:: Problem set ::
**A.** According to the Bob Lombardi biography, what record did he compile as head football coach at the University of Chicago?
**B.** Carry on the Bob Lombardi biography from its last sentence.

:: Selection ::
Bob Lombardi

Biographical details
- Born: June 3, 1938 Chicago, Illinois, U.S.
- Died: May 28, 2021 (aged 82) New Lenox, Illinois, U.S.

Coaching career (HC unless noted)
- 1961–1966: Homewood-Flossmoor HS (IL) (assistant)
- 1967–1975: Homewood-Flossmoor HS (IL)
- 1976–1978: Chicago
- 1979–1997: Rich East HS (IL)

Head coaching record
- Overall: 9–15 (college)

= Bob Lombardi =

American football coach (1938–2021)

Robert Edward Lombardi (June 3, 1938 – May 28, 2021) was American football coach and educator. He served as the head football coach at the University of Chicago for three seasons, from 1976 to 1978, compiling a record of 9–15. He is the grandfather of Michigan Panthers quarterback Rocky Lombardi.

:: Given data ::
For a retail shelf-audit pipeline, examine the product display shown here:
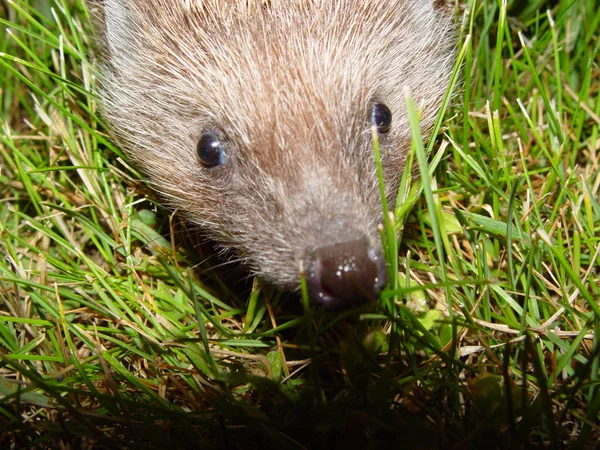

:: Exercise answers ::
**A.** He went 9–15 over three seasons, from 1976 to 1978.

**B.**
Lombardi was born on June 3, 1938, in the South Side of Chicago. He attended Knox College in Galesburg, Illinois, where he met his wife, Melinda, the daughter of football coach and athletic director, Walter Hass. Lombardi began his career in 1961 at Homewood-Flossmoor High School in Flossmoor, Illinois, as a teach of economics and math and assistant football coach. In 1967, he was promoted to head football coach at Homewood-Flossmoor. Lombardi succeeded his father-in-law, Hass, as head football coach at the University of Chicago in 1976. He was also appointed associated profession in the university's Department of Physical Education.

In 1979 he was hired as head football coach and physical education teacher at Rich East High School in Park Forest, Illinois. He remained head football coach at Rich East until 1997. Lombardi died on May 28, 2021, at his home in New Lenox, Illinois.

==Head coaching record==
===College===

| Year | Team | Overall | Conference | Standing | Bowl/playoffs |
Chicago Maroons (Midwest Conference) (1976–1978)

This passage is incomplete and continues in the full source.